Data Start Marker

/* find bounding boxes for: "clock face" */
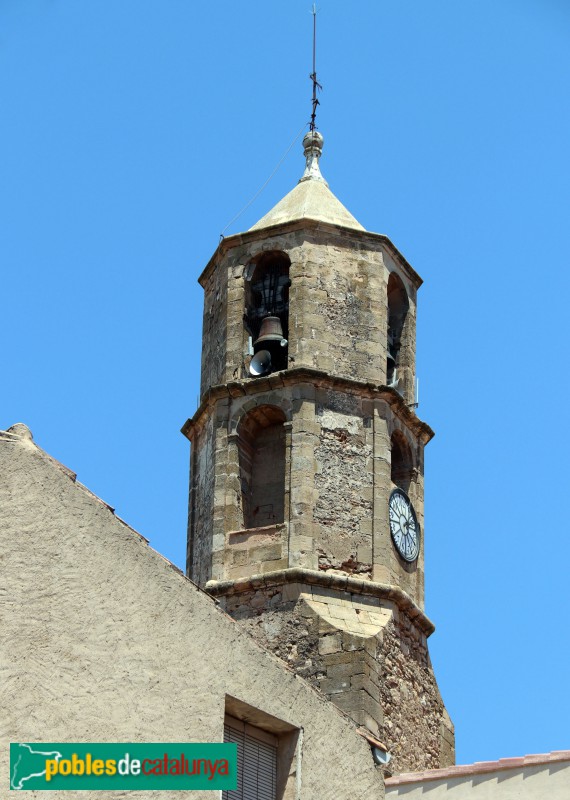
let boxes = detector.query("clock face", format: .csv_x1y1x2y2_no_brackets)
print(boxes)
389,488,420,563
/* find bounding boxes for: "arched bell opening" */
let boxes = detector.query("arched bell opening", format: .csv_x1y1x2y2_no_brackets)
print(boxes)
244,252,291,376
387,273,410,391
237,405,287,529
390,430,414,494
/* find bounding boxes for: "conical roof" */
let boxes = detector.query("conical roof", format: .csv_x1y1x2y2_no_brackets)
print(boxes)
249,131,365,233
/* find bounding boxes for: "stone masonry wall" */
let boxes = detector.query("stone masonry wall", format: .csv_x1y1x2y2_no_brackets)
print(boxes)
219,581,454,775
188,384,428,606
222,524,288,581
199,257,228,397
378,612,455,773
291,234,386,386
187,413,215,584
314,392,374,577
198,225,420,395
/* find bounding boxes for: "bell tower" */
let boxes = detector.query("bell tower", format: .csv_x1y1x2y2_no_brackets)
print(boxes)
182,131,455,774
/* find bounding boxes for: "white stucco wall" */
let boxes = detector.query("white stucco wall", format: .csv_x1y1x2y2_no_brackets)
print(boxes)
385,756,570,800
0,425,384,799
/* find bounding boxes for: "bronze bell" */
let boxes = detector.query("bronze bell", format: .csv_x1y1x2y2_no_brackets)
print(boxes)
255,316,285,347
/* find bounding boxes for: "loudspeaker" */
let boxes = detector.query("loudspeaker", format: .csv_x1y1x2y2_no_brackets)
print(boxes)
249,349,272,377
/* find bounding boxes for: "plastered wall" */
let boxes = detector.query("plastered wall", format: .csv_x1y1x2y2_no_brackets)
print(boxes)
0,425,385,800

Data End Marker

Return every entry of the data above verbatim, with no images included.

/* find bounding boxes for: "clock face" */
let boxes = detector.query("clock face", format: .csv_x1y1x2y2_no_brackets)
print(boxes)
389,488,420,563
/* find bounding boxes for: "arched bell opening" */
let boxes = detector.query("arched bell opening", format: .csv_x1y1x2y2_no_brackets)
print(boxes)
244,252,291,376
387,273,410,391
237,405,287,529
390,430,414,494
/* find bounding boxes for: "conical roof" */
let boxes = detector.query("conical roof", format: .csv_x1y1x2y2_no_brackets)
print(boxes)
249,131,365,233
/* find bounding boxes for: "stone masonry wall" */
let boxes = detector.query("stone masonry wall", format: .csv_x1y1x2y2_no_brackets)
print(boxes)
219,581,454,775
188,384,428,606
222,524,288,581
199,257,228,397
378,612,455,773
291,234,386,386
187,413,215,584
314,392,374,577
198,225,420,395
/* find bounding boxes for: "bell tower" */
let boxes = detector.query("bell tower", format: .csv_x1y1x2y2_no_brackets)
print(boxes)
182,131,455,774
/* find bounding boxes for: "white stucco wall" */
let boxes = detector.query("white stucco wall", format: .csv_x1y1x2y2_no_brackets)
print(boxes)
385,756,570,800
0,425,384,799
/* find bounding boxes for: "bronze bell" */
let boxes = detector.query("bronze bell", format: .csv_x1y1x2y2_no_brackets)
print(boxes)
255,316,285,347
/* find bounding boxes for: "loudspeaker" */
let boxes = detector.query("loudspeaker", format: .csv_x1y1x2y2_no_brackets)
print(boxes)
249,349,272,377
/* find bounding boxes for: "plastered wall" */
let boxes = detector.query("plastered wall", format: .csv_x1y1x2y2_no_brackets)
print(boxes)
0,425,385,800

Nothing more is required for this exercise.